• Tarefa a realizar: Segundo o texto sobre o trajeto literário de Eça de Queirós, em que data e em que localidade nasceu o escritor?

• Texto de referência:
──────────
Trajeto literário

Tendo nascido em 25 de novembro de 1845, na Póvoa do Varzim, Eça de Queirós morreu em 16 de agosto de 1900, em Paris. Os seus primeiros escritos são os de um jovem que, em meados dos anos 60, enuncia um discurso temática e estilisticamente inusitado; são esses textos, publicados na Gazeta de Portugal (1866-67) e postumamente reunidos nas Prosas Bárbaras(1903), que refletem a imagem de um Eça romântico, com tonalidades satânicas e panteístas.
──────────
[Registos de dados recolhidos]
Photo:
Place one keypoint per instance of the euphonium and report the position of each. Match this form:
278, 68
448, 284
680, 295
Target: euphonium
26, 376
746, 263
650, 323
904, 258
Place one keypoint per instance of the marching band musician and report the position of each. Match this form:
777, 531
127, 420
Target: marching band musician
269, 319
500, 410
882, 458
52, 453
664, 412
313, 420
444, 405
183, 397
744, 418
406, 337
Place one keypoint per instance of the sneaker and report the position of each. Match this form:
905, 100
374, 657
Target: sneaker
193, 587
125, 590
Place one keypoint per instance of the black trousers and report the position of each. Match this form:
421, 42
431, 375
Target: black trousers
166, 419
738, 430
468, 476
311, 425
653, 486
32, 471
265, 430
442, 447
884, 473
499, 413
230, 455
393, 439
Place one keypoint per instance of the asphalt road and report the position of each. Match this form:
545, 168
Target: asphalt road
──────────
• Resposta escrita: Nasceu em 25 de novembro de 1845, na Póvoa do Varzim.